Saved entries

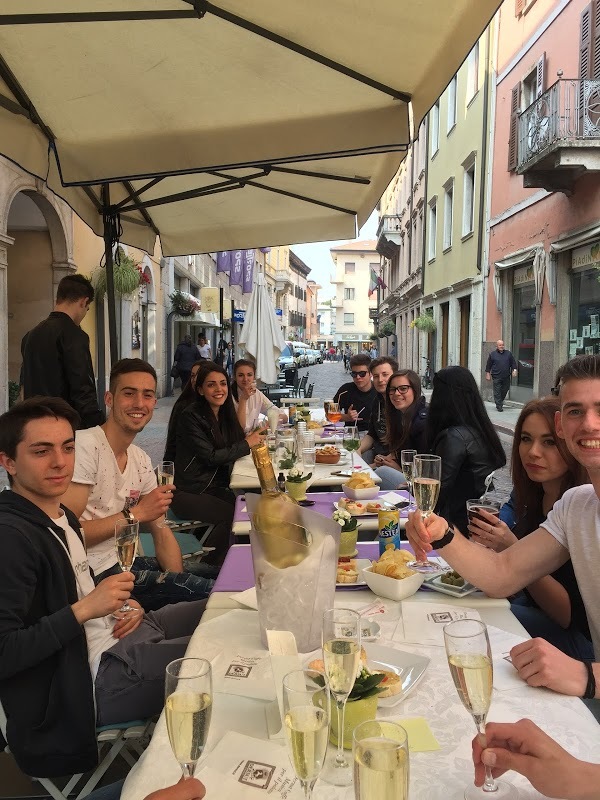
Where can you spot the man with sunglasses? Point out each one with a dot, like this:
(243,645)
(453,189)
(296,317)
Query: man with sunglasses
(357,398)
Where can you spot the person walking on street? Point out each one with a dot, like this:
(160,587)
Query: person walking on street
(500,366)
(56,353)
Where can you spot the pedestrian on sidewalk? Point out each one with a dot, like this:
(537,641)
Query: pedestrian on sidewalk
(500,365)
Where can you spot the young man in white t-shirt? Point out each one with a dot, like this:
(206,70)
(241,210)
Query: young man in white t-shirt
(114,480)
(67,664)
(571,530)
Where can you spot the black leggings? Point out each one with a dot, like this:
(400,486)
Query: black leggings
(215,509)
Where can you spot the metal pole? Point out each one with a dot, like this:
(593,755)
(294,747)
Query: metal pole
(110,278)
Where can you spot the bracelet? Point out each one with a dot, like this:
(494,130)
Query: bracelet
(590,689)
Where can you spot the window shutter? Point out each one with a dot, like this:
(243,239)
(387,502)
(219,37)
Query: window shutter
(515,105)
(540,75)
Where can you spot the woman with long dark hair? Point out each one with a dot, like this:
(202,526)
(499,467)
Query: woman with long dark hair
(209,440)
(187,396)
(542,470)
(460,431)
(405,418)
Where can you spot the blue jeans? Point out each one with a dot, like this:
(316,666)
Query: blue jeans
(155,589)
(537,623)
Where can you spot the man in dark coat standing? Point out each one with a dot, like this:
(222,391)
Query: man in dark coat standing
(56,353)
(500,365)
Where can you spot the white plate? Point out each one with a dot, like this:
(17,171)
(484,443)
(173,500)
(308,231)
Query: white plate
(447,588)
(361,563)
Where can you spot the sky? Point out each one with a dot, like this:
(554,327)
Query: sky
(316,255)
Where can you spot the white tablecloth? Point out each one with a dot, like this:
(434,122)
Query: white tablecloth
(439,775)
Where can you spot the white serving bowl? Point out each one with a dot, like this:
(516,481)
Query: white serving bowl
(392,588)
(360,494)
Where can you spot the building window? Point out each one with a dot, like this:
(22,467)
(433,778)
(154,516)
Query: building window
(473,73)
(448,213)
(435,128)
(451,105)
(469,200)
(431,239)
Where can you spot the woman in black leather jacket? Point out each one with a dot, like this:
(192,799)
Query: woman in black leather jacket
(209,440)
(459,430)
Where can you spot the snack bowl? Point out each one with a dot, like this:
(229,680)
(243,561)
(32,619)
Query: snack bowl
(370,493)
(392,588)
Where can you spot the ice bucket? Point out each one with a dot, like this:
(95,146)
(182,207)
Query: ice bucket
(294,578)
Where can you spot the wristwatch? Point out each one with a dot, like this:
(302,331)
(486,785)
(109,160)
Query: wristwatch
(128,515)
(446,539)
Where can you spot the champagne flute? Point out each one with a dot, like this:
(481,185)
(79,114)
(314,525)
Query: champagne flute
(381,766)
(470,660)
(341,657)
(407,462)
(426,479)
(165,473)
(351,441)
(306,709)
(188,706)
(126,541)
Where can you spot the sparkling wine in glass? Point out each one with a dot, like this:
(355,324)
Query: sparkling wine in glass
(351,441)
(426,479)
(126,542)
(341,657)
(381,766)
(407,462)
(188,707)
(306,709)
(470,660)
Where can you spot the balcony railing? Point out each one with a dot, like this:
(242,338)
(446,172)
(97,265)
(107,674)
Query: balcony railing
(568,112)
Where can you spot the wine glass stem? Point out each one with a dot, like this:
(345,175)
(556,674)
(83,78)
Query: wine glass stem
(340,759)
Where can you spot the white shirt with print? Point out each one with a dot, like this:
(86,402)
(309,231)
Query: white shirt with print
(112,490)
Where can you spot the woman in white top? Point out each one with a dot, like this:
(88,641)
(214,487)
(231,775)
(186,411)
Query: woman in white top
(249,402)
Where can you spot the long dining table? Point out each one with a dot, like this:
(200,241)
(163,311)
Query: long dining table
(439,770)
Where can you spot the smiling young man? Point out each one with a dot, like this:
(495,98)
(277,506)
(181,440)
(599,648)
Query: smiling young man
(66,663)
(572,529)
(356,398)
(114,480)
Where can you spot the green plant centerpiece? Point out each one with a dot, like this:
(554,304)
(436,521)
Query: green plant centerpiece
(295,483)
(349,533)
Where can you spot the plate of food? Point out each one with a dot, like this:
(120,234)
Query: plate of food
(401,671)
(349,573)
(450,583)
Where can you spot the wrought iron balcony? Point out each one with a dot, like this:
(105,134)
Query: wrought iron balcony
(388,235)
(559,136)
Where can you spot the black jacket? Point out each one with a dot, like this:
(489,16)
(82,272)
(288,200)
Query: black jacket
(466,462)
(45,680)
(201,463)
(57,363)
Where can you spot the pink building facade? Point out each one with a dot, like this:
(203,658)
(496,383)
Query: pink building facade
(542,292)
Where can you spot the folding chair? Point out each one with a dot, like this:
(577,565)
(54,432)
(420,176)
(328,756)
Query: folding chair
(127,739)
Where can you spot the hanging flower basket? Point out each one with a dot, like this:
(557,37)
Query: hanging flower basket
(127,276)
(425,323)
(183,304)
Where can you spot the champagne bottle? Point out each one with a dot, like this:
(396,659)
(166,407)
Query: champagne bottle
(278,518)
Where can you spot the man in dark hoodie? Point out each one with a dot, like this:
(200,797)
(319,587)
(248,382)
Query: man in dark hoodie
(59,642)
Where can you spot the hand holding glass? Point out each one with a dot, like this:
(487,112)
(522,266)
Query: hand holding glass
(306,709)
(126,541)
(188,706)
(470,660)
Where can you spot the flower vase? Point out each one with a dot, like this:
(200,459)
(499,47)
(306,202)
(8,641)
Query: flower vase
(357,711)
(296,489)
(348,539)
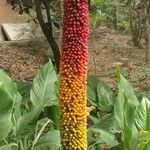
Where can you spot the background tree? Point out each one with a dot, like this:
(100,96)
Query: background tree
(48,15)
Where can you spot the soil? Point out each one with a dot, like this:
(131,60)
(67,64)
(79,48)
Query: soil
(107,48)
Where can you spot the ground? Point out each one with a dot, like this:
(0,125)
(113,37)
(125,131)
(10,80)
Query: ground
(107,48)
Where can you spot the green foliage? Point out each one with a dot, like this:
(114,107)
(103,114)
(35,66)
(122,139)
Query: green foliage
(99,94)
(21,125)
(31,120)
(127,124)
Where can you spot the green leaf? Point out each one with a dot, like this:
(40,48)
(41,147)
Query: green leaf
(50,141)
(105,99)
(142,119)
(43,92)
(26,124)
(103,137)
(8,98)
(8,146)
(5,125)
(106,123)
(24,89)
(6,104)
(124,111)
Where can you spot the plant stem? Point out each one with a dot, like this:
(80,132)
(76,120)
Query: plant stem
(39,134)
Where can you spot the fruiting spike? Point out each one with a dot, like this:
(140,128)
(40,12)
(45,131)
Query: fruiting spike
(73,74)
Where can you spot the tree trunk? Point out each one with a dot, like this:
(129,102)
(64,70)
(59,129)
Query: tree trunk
(47,29)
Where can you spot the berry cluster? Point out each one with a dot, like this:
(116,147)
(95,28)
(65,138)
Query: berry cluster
(73,74)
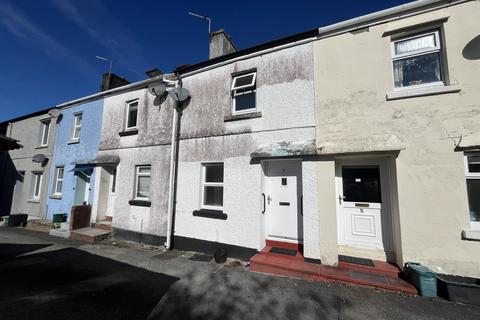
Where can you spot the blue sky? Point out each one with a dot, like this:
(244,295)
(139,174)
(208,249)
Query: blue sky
(49,46)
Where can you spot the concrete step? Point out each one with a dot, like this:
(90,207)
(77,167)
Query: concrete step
(90,235)
(42,225)
(59,232)
(266,262)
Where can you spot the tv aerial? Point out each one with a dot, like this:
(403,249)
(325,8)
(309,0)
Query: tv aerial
(204,18)
(158,89)
(179,94)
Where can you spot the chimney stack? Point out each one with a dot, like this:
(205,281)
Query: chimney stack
(111,81)
(220,44)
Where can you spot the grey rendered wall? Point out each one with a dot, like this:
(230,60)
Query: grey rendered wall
(28,132)
(150,146)
(286,100)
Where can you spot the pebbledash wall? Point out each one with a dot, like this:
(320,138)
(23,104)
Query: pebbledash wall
(354,115)
(68,154)
(148,145)
(18,192)
(285,101)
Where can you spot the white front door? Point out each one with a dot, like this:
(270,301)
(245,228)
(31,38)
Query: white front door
(363,206)
(283,195)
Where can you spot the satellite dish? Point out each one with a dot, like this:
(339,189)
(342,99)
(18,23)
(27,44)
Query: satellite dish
(179,94)
(54,112)
(39,158)
(158,89)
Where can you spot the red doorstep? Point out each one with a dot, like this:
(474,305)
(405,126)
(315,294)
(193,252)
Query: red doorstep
(382,276)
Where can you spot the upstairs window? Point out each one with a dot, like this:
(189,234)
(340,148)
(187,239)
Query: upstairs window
(77,126)
(417,60)
(472,175)
(45,129)
(58,181)
(37,185)
(212,186)
(142,182)
(244,92)
(131,117)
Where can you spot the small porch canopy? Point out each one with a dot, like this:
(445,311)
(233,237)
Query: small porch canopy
(468,142)
(7,143)
(285,149)
(360,144)
(99,161)
(331,146)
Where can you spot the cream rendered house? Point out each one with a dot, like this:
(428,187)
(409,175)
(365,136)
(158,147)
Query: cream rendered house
(398,126)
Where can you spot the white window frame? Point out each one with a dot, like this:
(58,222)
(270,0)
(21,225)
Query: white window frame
(421,52)
(475,225)
(234,89)
(141,174)
(45,132)
(127,115)
(57,180)
(211,184)
(77,126)
(37,192)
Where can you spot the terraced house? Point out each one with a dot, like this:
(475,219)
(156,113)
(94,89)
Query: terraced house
(358,139)
(398,123)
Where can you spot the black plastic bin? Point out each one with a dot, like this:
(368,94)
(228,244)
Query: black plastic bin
(459,289)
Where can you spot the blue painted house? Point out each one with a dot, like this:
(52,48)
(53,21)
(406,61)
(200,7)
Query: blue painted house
(73,173)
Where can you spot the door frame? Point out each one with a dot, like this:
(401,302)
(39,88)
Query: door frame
(86,195)
(388,229)
(265,214)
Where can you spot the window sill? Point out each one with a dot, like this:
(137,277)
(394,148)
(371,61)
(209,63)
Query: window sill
(420,92)
(140,203)
(471,235)
(212,214)
(128,133)
(243,116)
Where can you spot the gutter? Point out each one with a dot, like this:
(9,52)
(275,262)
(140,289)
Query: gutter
(383,16)
(134,85)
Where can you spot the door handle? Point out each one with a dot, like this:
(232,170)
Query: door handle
(264,203)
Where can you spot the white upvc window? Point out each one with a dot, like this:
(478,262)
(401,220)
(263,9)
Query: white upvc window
(77,126)
(45,124)
(417,61)
(472,175)
(37,185)
(143,175)
(131,115)
(58,181)
(212,186)
(244,89)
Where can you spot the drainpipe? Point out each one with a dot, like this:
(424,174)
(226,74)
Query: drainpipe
(171,193)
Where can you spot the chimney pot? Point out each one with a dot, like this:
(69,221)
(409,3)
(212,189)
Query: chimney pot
(220,44)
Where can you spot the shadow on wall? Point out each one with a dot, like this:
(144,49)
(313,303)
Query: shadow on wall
(8,178)
(472,49)
(73,284)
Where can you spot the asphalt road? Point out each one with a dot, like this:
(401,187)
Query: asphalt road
(47,278)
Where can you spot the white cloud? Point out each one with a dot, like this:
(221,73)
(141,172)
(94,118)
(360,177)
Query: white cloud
(21,27)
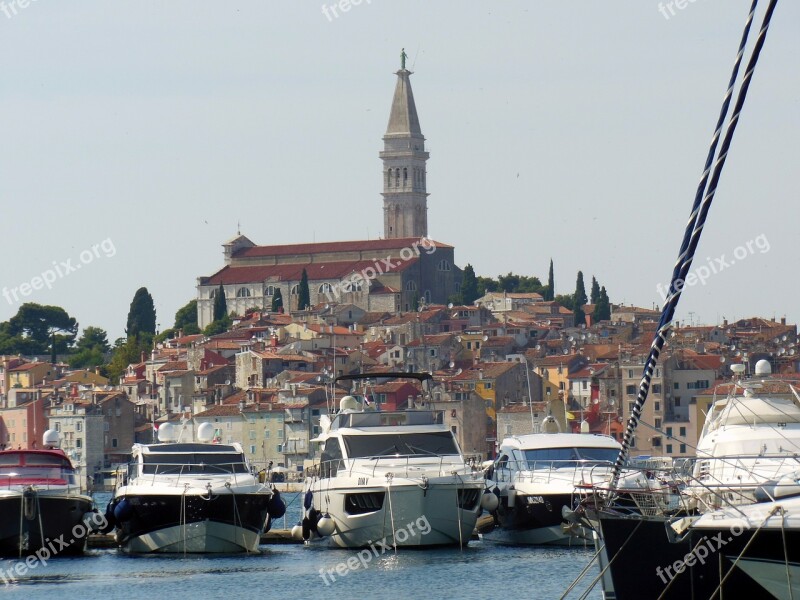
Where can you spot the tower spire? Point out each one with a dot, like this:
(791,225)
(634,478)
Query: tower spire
(405,203)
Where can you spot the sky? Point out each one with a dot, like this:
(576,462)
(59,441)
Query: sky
(136,136)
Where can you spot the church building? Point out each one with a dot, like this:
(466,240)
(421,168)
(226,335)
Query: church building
(390,274)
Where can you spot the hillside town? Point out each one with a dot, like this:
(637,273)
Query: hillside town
(257,353)
(500,366)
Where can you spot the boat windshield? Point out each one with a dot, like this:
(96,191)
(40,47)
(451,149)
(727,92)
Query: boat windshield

■ What to produce
Tell how many lines in the entries above include the word "windshield", and respond with the number alone.

■ Exercise output
2